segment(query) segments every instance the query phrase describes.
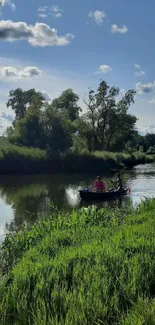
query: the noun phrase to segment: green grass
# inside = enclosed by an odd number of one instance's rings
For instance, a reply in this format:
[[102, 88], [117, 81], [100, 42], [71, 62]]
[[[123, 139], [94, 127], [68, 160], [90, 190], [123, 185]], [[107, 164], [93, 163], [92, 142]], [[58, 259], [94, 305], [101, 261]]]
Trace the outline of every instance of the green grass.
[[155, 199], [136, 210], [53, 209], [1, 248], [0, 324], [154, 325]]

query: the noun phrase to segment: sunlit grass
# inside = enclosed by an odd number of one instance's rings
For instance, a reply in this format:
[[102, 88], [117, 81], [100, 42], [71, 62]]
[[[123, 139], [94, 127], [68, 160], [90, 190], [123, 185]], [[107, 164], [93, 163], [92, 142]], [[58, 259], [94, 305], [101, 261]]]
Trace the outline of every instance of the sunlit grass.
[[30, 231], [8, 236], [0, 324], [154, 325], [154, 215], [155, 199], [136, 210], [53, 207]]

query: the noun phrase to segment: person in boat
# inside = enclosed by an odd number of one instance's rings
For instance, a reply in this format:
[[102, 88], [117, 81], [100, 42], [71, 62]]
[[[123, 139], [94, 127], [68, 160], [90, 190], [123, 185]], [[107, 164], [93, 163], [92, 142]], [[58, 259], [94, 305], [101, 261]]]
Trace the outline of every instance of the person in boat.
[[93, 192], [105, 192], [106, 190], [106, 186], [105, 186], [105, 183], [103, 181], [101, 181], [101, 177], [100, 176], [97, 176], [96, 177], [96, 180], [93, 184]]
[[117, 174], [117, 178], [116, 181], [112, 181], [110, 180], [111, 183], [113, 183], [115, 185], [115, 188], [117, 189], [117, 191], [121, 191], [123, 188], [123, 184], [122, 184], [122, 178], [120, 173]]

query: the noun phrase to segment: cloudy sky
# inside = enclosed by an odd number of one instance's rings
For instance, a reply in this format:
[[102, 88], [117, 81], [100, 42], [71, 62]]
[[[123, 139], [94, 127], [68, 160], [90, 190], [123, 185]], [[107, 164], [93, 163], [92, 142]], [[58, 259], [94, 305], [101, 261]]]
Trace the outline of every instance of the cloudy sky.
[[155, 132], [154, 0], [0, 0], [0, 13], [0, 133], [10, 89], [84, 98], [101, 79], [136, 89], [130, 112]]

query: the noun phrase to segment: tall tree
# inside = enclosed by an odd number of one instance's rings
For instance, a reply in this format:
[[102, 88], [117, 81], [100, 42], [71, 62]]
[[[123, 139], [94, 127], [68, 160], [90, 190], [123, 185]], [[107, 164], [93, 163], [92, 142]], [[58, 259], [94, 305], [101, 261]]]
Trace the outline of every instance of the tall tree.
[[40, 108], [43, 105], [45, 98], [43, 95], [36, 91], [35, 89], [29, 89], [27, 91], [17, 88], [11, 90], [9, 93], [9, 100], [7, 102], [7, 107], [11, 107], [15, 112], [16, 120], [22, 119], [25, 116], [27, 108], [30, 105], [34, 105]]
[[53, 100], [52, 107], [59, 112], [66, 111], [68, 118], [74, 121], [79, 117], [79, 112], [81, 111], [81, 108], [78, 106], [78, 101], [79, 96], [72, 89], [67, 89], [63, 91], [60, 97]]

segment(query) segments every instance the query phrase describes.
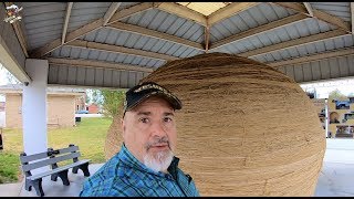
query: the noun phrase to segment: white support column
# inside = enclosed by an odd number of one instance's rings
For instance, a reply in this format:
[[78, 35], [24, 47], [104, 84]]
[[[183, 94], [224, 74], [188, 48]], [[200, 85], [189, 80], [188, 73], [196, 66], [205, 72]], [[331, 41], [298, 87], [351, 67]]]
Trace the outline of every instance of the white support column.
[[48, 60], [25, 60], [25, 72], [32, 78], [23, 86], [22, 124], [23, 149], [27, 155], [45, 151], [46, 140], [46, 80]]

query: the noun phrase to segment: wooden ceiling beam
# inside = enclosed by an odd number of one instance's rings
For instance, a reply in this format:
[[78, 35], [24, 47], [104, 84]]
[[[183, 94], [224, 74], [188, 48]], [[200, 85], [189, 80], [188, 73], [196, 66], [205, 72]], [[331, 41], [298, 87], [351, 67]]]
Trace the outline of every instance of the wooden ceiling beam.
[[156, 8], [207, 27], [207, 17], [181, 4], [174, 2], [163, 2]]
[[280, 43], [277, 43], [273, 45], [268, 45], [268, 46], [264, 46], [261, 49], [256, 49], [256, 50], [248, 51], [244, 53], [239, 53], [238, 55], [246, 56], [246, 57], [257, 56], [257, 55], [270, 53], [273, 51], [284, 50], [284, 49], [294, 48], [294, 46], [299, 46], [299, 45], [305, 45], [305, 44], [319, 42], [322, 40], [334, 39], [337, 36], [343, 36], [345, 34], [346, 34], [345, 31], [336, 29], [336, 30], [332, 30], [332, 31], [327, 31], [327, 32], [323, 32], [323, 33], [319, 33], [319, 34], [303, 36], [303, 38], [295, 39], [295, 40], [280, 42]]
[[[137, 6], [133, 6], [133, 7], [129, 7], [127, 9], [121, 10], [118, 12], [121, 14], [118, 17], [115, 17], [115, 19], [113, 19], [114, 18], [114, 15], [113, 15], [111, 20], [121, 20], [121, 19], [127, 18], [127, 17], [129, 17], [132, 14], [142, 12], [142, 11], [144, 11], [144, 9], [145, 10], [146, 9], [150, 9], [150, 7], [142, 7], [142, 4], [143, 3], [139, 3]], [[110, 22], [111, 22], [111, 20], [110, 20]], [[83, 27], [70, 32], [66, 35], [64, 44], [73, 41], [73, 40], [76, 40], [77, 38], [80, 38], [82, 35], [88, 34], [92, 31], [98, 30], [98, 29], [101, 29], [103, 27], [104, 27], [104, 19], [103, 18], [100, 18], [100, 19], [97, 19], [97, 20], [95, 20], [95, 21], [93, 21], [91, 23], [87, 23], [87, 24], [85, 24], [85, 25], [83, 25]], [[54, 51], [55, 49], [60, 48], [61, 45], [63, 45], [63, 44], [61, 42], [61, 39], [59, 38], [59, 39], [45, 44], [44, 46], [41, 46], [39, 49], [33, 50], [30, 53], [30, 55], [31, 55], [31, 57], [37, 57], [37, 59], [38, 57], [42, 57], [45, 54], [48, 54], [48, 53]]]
+ + + + +
_Your objective_. Copy the listing above word for word, omitting the pictures.

_Exercise solution_.
segment(query) segments every instance the query phrase describes.
query: the noun phrase to segment: green grass
# inside = enclosed by an odd number of one instance's rings
For instance, a reply in this format:
[[102, 88], [117, 81], [100, 42], [71, 62]]
[[[123, 139], [94, 127], [68, 160], [90, 190], [123, 185]], [[107, 164], [93, 163], [92, 142]], [[58, 259], [94, 305], [101, 261]]]
Trace the outline of every instance of the green grass.
[[155, 199], [136, 210], [53, 209], [1, 248], [0, 324], [154, 325]]

query: the noun phrase to segment: sunlit grass
# inside = enclosed by an odd number of one instance's rings
For instance, a reply in this format:
[[102, 88], [117, 81], [100, 42], [71, 62]]
[[[123, 139], [94, 127], [68, 160], [90, 190], [123, 185]], [[107, 164], [93, 163], [92, 142]], [[58, 259], [94, 305], [101, 261]]]
Trace the outline of every instance of the sunlit grass.
[[30, 231], [8, 236], [0, 324], [154, 325], [154, 215], [155, 199], [136, 210], [53, 207]]

query: the noun phrase to segment: person in boat
# inside = enclosed by an odd number of one instance's rings
For instance, a reply in this format:
[[102, 88], [117, 81], [100, 42], [71, 62]]
[[[123, 139], [94, 127], [68, 160], [90, 190], [123, 185]], [[107, 164], [93, 163], [92, 142]], [[58, 259], [94, 305], [101, 261]]]
Trace the outline of every instance of the person in boat.
[[93, 192], [105, 192], [106, 190], [106, 186], [105, 186], [105, 183], [103, 181], [101, 181], [101, 177], [100, 176], [97, 176], [96, 177], [96, 180], [93, 184]]
[[117, 174], [117, 178], [116, 181], [112, 181], [110, 180], [111, 183], [113, 183], [115, 185], [115, 188], [117, 189], [117, 191], [121, 191], [123, 188], [123, 184], [122, 184], [122, 178], [120, 173]]

query: the noun phrase to segment: cloudy sky
# inside = enclosed by an odd number of one instance's rings
For instance, a reply in this format:
[[102, 88], [117, 81], [100, 42], [71, 62]]
[[[123, 139], [94, 127], [68, 160], [90, 190], [123, 185]], [[107, 164], [93, 163], [92, 142]], [[58, 259], [94, 305], [101, 261]]]
Trace the outline of every instance of the cloudy sky.
[[155, 132], [154, 0], [0, 0], [0, 13], [0, 133], [10, 89], [84, 98], [101, 79], [136, 89], [130, 112]]

query: the noun phrase to segment: tall tree
# inside = enclosed by an odd number of one instance's rings
For instance, a reply in this format:
[[102, 88], [117, 81], [100, 42], [71, 62]]
[[[123, 139], [94, 127], [68, 160], [90, 190], [123, 185]], [[107, 164], [93, 163], [92, 142]], [[58, 259], [94, 305], [101, 261]]]
Trace the outline of every instance of the tall tree.
[[40, 108], [43, 105], [45, 98], [43, 95], [36, 91], [35, 89], [29, 89], [27, 91], [17, 88], [11, 90], [9, 93], [9, 100], [7, 102], [7, 107], [11, 107], [15, 112], [16, 120], [22, 119], [25, 116], [27, 108], [30, 105], [34, 105]]
[[53, 100], [52, 107], [59, 112], [66, 111], [68, 118], [74, 121], [79, 117], [79, 112], [81, 111], [81, 108], [78, 106], [78, 101], [79, 96], [72, 89], [67, 89], [63, 91], [60, 97]]

segment(query) segments every instance the query phrase describes.
query: the noun phrase to segment: white support column
# inside = enclosed by an odd number of one instance's rings
For instance, a reply in this format:
[[78, 35], [24, 47], [104, 84]]
[[[183, 94], [224, 74], [188, 48]], [[200, 85], [189, 80], [188, 73], [196, 66], [205, 72]], [[331, 41], [298, 87], [351, 67]]]
Trace the outline of every instance of the white support column.
[[48, 60], [25, 60], [25, 72], [32, 78], [23, 86], [22, 124], [23, 149], [27, 155], [45, 151], [46, 140], [46, 80]]

query: the noun phrase to segment: wooden ceiling beam
# inside = enclosed by an odd number of one instance's rings
For instance, a reply in this format:
[[78, 35], [24, 47], [104, 84]]
[[[183, 94], [224, 74], [188, 48]], [[200, 85], [189, 80], [188, 73], [196, 66], [205, 72]], [[331, 41], [298, 87], [351, 67]]]
Trace the outline of every instance of the wooden ceiling beam.
[[156, 8], [207, 27], [207, 17], [181, 4], [174, 2], [163, 2]]
[[280, 43], [277, 43], [273, 45], [268, 45], [268, 46], [264, 46], [261, 49], [256, 49], [256, 50], [248, 51], [244, 53], [239, 53], [238, 55], [246, 56], [246, 57], [257, 56], [257, 55], [270, 53], [273, 51], [284, 50], [284, 49], [294, 48], [294, 46], [299, 46], [299, 45], [305, 45], [305, 44], [319, 42], [322, 40], [334, 39], [337, 36], [343, 36], [345, 34], [346, 34], [345, 31], [336, 29], [336, 30], [332, 30], [332, 31], [327, 31], [327, 32], [323, 32], [323, 33], [319, 33], [319, 34], [303, 36], [303, 38], [295, 39], [295, 40], [280, 42]]
[[[137, 6], [133, 6], [133, 7], [129, 7], [127, 9], [121, 10], [118, 12], [121, 14], [118, 17], [115, 17], [115, 19], [113, 19], [114, 18], [114, 15], [113, 15], [111, 20], [121, 20], [121, 19], [127, 18], [127, 17], [129, 17], [132, 14], [142, 12], [142, 11], [144, 11], [144, 9], [145, 10], [146, 9], [150, 9], [150, 7], [142, 7], [142, 4], [143, 3], [139, 3]], [[110, 22], [111, 22], [111, 20], [110, 20]], [[83, 27], [70, 32], [66, 35], [64, 44], [73, 41], [73, 40], [76, 40], [77, 38], [80, 38], [82, 35], [88, 34], [92, 31], [98, 30], [98, 29], [101, 29], [103, 27], [104, 27], [104, 19], [103, 18], [100, 18], [100, 19], [97, 19], [97, 20], [95, 20], [95, 21], [93, 21], [91, 23], [87, 23], [87, 24], [85, 24], [85, 25], [83, 25]], [[54, 51], [55, 49], [60, 48], [61, 45], [63, 45], [63, 44], [61, 42], [61, 39], [59, 38], [59, 39], [45, 44], [44, 46], [41, 46], [39, 49], [33, 50], [30, 53], [30, 55], [31, 55], [31, 57], [37, 57], [37, 59], [38, 57], [42, 57], [45, 54], [48, 54], [48, 53]]]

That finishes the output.